• Exercise details: Your copy should match the records exactly, apart from the pictures, which stay out.

[Opening Material to process section]

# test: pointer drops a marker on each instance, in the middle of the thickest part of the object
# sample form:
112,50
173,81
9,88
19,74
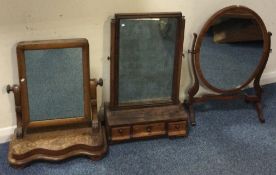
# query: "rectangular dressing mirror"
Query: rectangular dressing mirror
55,80
146,59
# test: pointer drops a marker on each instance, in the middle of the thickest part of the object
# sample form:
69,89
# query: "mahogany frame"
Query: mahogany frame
114,59
230,93
21,91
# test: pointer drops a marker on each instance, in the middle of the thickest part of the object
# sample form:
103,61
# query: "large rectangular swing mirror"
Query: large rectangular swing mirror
146,59
54,80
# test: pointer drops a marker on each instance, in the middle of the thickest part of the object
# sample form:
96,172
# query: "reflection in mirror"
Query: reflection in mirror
146,59
54,83
231,50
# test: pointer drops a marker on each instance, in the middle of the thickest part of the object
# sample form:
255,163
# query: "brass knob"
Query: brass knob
100,82
148,129
120,130
9,89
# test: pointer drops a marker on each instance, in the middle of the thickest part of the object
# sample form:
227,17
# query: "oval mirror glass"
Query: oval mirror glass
231,50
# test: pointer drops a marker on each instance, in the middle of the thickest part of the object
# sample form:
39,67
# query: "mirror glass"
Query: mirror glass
54,83
231,50
146,59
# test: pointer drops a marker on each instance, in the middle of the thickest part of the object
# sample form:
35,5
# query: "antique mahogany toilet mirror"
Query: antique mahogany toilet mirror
230,52
146,53
55,102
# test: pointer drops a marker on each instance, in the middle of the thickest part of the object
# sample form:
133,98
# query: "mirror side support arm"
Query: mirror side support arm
18,108
194,89
93,101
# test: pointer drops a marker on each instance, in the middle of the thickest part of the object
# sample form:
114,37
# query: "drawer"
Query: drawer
148,130
177,128
120,133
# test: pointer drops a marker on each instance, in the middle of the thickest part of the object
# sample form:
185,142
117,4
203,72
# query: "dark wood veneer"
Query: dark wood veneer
229,94
146,119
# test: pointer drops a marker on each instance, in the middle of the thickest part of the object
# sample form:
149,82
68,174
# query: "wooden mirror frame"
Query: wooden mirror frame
21,91
114,59
56,139
227,94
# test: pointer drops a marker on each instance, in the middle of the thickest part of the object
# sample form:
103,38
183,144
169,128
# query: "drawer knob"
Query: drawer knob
120,131
148,128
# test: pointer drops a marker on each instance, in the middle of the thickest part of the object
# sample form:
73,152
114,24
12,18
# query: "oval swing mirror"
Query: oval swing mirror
230,52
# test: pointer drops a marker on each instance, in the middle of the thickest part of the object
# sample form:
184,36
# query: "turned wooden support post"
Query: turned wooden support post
93,100
18,109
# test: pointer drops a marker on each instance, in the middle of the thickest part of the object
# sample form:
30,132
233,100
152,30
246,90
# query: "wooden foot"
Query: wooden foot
259,110
57,145
192,115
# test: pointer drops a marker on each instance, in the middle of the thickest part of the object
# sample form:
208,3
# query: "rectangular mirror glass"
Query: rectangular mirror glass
54,83
146,59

[Closing Material to process section]

• Task result:
# test: pointer drops a marker on each instance, in the middle of the thickest part of the object
# sample form:
112,50
173,81
9,88
19,74
# query: "rectangular dressing mirror"
Query: rectangular dressing mirror
55,80
146,59
# test: pointer drops a marker on each instance, in the middle of the thickest part of the object
# sample form:
69,89
# query: "mahogany frame"
Query: mahogany frame
114,59
230,93
21,91
# test: pointer drops a marker on each instance, in the middle of the thickest part of the object
# sample form:
103,61
# query: "large rectangular swing mirror"
Query: large rectangular swing mirror
146,59
54,80
# test: pointer drops a marker on each instance, in the middle of the thickest part of the object
# sample form:
96,172
# query: "reflection in mirror"
Query: reflection in mirror
146,59
54,83
231,50
# test: pointer drops a marker on each instance, in the middle of the thickest part of the object
# sample form:
255,163
# query: "brass knob"
Query: brass knob
100,82
148,129
120,130
9,89
# test: pointer drops a marker on each instance, in the middle of the thickest part of the object
# sample form:
227,17
# query: "oval mirror glass"
Query: oval mirror glass
231,50
# test: pointer drops a marker on each instance, in the middle of the thickest part of the object
# sample form:
39,67
# query: "mirror glass"
Query: mirror glass
54,83
231,50
146,59
# test: pointer drops a marker on each instance, in the middle of the thickest part of the object
# sample form:
35,5
# query: "antique mahogany toilet mirror"
Query: antique mahogany toilet mirror
230,52
146,53
55,102
# test: pointer drops a marker on each instance, in the middle of the thickest part of the object
# sample form:
133,98
# query: "mirror side support arm"
Query: mirror side support arm
18,108
194,89
93,101
# test: pointer drops a marker on each instance, in the middle of the thickest part of the object
# sample form:
114,37
# query: "drawer"
Query: drawer
148,130
177,128
120,133
# test: pointer drops a marker on each instance, in the middle of the thickest part of the object
# sample form:
185,142
117,4
203,72
# query: "dark wood veneer"
Query: dark wood veneer
229,94
146,119
# test: pointer drops a marker on each instance, in the middle of the thickest part of the object
# sample form:
149,82
68,174
# query: "wooden mirror frame"
Query: wooden mirror frame
21,91
114,59
56,139
227,94
# test: pointer drops a marker on each instance, in the middle of the thickest part of the object
# sample form:
103,38
183,144
169,128
# query: "drawer knob"
Query: drawer knob
120,131
148,128
# test: pointer drops a marker on each instance, in the middle of the thickest part of the object
# sample form:
73,152
114,24
12,18
# query: "oval swing mirror"
Query: oval swing mirror
230,52
# test: pointer drops a marker on each instance, in the middle of the thickest part of the object
# sample form:
184,36
# query: "turned wooden support post"
Query: turned wooden support post
93,100
18,109
# test: pointer drops a marker on each instance, in the middle of the thickest part of the object
# sample form:
30,132
233,100
152,30
246,90
# query: "wooden foot"
Query: wooden foot
259,110
57,145
192,115
# test: pointer drops a marker on each instance, in the middle of the thickest part of the object
# sample form:
208,3
# query: "rectangular mirror glass"
Query: rectangular mirror glass
54,83
146,59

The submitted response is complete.